Convert the rows below into a numbered list, one line per item, and leave out the blank lines.

DATASET ROWS |
-- START --

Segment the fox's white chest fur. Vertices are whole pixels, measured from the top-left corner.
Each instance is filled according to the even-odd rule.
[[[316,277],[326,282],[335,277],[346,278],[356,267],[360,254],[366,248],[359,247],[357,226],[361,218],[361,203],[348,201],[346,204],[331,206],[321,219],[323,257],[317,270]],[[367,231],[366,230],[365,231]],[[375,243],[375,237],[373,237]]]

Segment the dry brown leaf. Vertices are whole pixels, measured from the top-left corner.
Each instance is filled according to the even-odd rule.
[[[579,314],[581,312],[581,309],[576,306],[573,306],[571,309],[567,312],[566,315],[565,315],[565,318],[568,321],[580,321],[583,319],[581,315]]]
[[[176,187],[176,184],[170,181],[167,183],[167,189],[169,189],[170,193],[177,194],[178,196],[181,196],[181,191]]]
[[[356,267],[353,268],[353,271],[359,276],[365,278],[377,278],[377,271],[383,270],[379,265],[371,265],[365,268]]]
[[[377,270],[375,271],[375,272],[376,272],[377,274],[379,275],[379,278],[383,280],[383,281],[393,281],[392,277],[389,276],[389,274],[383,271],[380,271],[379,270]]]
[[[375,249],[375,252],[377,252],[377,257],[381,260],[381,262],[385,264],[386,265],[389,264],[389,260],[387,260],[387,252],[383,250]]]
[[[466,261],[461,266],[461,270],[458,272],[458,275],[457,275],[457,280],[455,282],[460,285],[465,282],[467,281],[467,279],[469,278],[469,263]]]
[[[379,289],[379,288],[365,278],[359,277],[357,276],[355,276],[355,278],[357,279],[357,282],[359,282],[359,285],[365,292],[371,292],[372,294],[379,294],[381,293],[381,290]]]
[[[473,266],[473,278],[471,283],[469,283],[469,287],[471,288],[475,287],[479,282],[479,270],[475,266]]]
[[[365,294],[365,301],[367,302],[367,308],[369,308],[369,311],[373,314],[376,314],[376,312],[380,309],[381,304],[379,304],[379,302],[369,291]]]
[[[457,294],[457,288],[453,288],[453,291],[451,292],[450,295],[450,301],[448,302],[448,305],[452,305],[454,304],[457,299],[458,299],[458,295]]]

-- END --

RESPONSE TO THE TASK |
1. Segment the fox's white chest fur. Vertices are whole pixels, measured from the top-left corner.
2. Each instance is filled according to the even-odd rule.
3. [[[316,277],[326,282],[335,277],[346,278],[356,267],[360,254],[366,248],[359,247],[357,226],[361,218],[361,203],[348,201],[346,204],[331,206],[321,219],[323,257],[317,270]],[[367,231],[366,230],[365,231]],[[375,243],[375,237],[373,237]]]
4. Segment the dry brown leaf. Vertices are whole pixels, measured from the top-left corner.
5. Each instance is filled according to the even-odd rule.
6. [[[579,314],[581,312],[581,309],[576,306],[573,306],[571,309],[567,312],[566,315],[565,315],[565,318],[568,321],[580,321],[583,319],[581,315]]]
7. [[[176,187],[176,184],[170,181],[167,183],[167,189],[169,189],[170,193],[177,194],[178,196],[181,196],[181,191]]]
8. [[[356,267],[353,268],[353,271],[359,276],[365,278],[377,278],[377,271],[383,270],[379,265],[371,265],[365,268]]]
9. [[[377,270],[375,271],[375,272],[376,272],[377,274],[379,275],[379,278],[383,280],[383,281],[393,281],[392,277],[389,276],[389,274],[383,271],[380,271],[379,270]]]
10. [[[375,249],[375,252],[377,252],[377,257],[381,260],[381,262],[385,264],[386,265],[389,264],[389,260],[387,260],[387,252],[383,250]]]
11. [[[466,261],[461,266],[461,270],[458,272],[458,275],[457,275],[457,280],[455,282],[460,285],[465,282],[467,281],[467,279],[469,278],[469,263]]]
12. [[[379,289],[379,288],[365,278],[359,277],[357,276],[355,276],[355,278],[357,279],[357,282],[359,282],[359,285],[365,292],[371,292],[372,294],[379,294],[381,293],[381,290]]]
13. [[[473,266],[473,278],[471,283],[469,283],[469,287],[471,288],[475,287],[479,282],[479,270],[475,266]]]
14. [[[365,294],[365,301],[367,302],[367,308],[369,308],[369,311],[373,314],[376,314],[376,312],[380,309],[381,304],[379,304],[379,302],[369,291]]]
15. [[[457,294],[457,288],[453,288],[453,291],[451,292],[450,295],[450,301],[448,302],[448,305],[452,305],[454,304],[457,299],[458,299],[458,295]]]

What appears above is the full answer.